• Exercise objective: Please copy exactly the lines from the top of the data through the line containing "box: [283, 161, 332, 260]", and nothing else.

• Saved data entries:
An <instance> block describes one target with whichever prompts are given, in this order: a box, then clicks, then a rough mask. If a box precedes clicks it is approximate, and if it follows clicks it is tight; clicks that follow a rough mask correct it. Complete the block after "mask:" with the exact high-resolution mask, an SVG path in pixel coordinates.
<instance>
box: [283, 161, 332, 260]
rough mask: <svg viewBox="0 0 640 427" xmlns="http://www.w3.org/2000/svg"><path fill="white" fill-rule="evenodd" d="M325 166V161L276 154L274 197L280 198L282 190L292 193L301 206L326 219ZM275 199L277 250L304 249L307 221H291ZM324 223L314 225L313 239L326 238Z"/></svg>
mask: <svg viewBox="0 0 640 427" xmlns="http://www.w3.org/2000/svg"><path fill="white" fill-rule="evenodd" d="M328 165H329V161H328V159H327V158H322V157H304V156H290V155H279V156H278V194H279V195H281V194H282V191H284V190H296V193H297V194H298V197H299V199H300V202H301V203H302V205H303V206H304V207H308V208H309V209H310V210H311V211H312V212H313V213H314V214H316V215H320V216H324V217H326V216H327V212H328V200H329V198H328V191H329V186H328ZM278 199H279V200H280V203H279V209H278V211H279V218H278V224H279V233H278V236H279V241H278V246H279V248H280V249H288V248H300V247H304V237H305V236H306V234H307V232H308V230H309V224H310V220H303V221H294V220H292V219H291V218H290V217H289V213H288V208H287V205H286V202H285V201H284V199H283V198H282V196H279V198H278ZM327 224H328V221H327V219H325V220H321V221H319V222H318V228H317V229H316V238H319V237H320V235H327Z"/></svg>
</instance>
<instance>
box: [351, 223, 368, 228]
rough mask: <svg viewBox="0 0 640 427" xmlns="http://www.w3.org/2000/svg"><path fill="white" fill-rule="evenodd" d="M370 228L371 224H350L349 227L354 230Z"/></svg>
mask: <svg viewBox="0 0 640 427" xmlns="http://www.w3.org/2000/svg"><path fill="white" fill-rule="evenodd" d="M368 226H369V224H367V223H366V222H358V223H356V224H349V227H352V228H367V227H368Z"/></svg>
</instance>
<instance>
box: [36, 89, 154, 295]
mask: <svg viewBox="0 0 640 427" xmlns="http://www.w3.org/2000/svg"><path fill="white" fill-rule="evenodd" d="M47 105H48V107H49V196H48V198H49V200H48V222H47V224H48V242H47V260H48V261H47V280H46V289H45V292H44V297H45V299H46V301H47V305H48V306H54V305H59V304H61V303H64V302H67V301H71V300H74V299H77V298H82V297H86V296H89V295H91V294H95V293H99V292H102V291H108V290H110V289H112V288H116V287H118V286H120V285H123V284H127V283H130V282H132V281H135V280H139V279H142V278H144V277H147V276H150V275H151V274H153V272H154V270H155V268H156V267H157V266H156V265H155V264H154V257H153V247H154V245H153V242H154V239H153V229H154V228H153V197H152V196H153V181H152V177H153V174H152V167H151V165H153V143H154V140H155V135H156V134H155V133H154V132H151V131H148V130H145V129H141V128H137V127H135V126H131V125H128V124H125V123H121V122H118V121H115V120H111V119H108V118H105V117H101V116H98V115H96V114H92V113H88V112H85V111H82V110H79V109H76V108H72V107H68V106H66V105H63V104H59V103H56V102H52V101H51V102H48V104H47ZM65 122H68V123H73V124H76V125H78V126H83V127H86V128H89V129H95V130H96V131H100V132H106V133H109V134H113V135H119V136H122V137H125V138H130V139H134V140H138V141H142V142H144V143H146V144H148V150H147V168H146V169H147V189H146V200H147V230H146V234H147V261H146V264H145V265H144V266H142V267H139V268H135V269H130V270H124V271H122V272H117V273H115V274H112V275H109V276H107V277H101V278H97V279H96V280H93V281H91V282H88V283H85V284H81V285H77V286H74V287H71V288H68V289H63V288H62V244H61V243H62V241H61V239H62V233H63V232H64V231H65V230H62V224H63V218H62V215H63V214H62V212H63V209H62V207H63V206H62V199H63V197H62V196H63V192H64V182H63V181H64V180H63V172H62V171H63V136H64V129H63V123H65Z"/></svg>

• Answer section:
An <instance> block describes one target with whichever prompts are given, in this order: a box, then clicks, then a rough mask. If a box precedes clicks it is approximate, and if it follows clicks it is tight; clicks that follow a rough mask correct it. Complete the block after "mask:" with the exact high-resolution mask, an SVG path in pixel coordinates.
<instance>
box: [283, 161, 332, 260]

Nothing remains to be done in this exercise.